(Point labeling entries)

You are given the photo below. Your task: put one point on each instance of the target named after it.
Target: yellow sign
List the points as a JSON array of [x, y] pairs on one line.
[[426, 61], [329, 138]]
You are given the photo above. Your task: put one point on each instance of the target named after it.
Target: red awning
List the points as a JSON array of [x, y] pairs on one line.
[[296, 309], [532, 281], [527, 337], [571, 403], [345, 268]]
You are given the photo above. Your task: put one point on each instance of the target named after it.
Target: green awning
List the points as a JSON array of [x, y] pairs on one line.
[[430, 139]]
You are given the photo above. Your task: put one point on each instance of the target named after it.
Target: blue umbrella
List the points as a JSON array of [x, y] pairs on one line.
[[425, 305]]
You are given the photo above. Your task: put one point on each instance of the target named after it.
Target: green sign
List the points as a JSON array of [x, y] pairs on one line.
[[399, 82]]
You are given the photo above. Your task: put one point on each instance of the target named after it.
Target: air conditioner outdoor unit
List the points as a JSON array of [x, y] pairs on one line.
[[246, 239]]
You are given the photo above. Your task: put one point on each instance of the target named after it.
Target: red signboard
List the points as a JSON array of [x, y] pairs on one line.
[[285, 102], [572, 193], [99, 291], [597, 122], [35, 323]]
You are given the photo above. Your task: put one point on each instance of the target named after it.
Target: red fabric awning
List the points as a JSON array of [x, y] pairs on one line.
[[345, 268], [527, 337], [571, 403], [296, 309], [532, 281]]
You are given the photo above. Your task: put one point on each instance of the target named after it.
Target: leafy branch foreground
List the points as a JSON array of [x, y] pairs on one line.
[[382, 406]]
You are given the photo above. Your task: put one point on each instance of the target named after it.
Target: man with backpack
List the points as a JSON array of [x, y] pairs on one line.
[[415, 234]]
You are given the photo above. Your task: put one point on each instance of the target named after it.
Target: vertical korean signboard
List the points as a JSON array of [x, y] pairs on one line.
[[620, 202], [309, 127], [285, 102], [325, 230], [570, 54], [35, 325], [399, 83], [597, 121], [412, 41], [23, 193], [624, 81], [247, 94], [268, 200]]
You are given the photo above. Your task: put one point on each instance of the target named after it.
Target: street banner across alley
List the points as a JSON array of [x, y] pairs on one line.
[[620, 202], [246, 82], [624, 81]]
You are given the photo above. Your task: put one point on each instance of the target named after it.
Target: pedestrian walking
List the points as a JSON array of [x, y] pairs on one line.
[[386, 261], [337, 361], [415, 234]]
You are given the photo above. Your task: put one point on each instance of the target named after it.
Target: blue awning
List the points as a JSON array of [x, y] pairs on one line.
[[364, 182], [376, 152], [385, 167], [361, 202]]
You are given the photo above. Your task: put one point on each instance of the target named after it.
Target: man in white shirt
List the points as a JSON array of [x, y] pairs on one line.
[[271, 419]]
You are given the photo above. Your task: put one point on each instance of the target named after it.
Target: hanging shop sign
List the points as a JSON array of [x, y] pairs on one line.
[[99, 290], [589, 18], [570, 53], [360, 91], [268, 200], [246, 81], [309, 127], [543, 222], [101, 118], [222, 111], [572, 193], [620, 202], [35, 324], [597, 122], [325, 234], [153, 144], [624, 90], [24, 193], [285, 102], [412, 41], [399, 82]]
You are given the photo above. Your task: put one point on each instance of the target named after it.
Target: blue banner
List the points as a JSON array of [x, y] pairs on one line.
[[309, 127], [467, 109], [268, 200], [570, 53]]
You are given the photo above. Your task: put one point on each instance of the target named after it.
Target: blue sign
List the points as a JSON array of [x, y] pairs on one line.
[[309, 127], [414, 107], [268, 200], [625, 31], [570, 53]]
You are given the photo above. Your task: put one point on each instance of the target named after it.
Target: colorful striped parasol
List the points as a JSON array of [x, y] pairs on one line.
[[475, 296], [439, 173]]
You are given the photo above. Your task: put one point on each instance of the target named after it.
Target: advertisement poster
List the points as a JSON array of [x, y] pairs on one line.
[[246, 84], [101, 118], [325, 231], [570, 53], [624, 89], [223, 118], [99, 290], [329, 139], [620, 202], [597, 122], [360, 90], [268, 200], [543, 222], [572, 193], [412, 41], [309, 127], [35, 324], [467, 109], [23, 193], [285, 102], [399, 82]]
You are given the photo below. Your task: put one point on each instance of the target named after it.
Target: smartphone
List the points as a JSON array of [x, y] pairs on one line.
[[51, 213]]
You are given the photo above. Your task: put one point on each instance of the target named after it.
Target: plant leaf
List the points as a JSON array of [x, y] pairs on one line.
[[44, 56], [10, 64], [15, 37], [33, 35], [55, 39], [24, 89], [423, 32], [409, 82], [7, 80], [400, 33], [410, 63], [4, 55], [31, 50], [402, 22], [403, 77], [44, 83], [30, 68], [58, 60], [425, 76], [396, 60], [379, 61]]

**SET PROBLEM**
Put every line from the start of the entries above through the line containing "[[382, 406]]", both ends included, into a JSON list of strings with one string per line. Omit blank lines.

**TASK RESPONSE**
[
  "You are given the photo below. Your task: put one point on each instance of the target named after it.",
  "Target: yellow sign",
  "List the points as a JSON array of [x, y] pairs on one line.",
  "[[426, 61], [329, 138]]",
  "You are given the photo above. Your task: put one point on each instance of the target named after it.",
  "Target: red awning",
  "List the points as a JSON array of [x, y] pairs on one line.",
  "[[296, 309], [532, 281], [527, 337], [571, 403], [345, 268]]",
  "You are given the photo above. Your task: put one point on each instance of the target named after it.",
  "Target: green awning",
  "List the points as a JSON array of [x, y] pairs on one line.",
  "[[430, 139]]",
  "You are given the photo above. Your task: put one point on each instance of the target named after it.",
  "Target: blue umbrella",
  "List the points as a JSON array of [x, y] pairs on one line.",
  "[[425, 305]]",
  "You are given the photo above. Your task: put one point on each instance of the target named after it.",
  "Target: green sign",
  "List the points as a JSON array of [x, y] pairs on one line.",
  "[[399, 82]]",
  "You are given the photo above. Your task: put one point on each instance of the target named after it.",
  "Target: air conditioner outdoor unit",
  "List the points as a JSON array of [x, y] pairs on one line.",
  "[[246, 239]]",
  "You are given the photo above. Your task: put one point on each instance of the target named after it.",
  "Target: red signboard",
  "List the points as a JSON array of [x, y] pairs on one line.",
  "[[285, 102], [572, 193], [99, 291], [597, 122], [35, 323]]",
  "You are given the photo above. Your task: put one point on each instance of the target named after it.",
  "Target: red fabric awning",
  "List the points as a JSON array of [x, y] pairs on one line.",
  "[[345, 268], [527, 337], [571, 403], [296, 309], [532, 281]]",
  "You are given the photo above. Your task: put one point on each instance of the target named after it.",
  "Target: leafy branch foreground",
  "List the points as a JSON array of [x, y] pairs on one line.",
  "[[382, 406]]"
]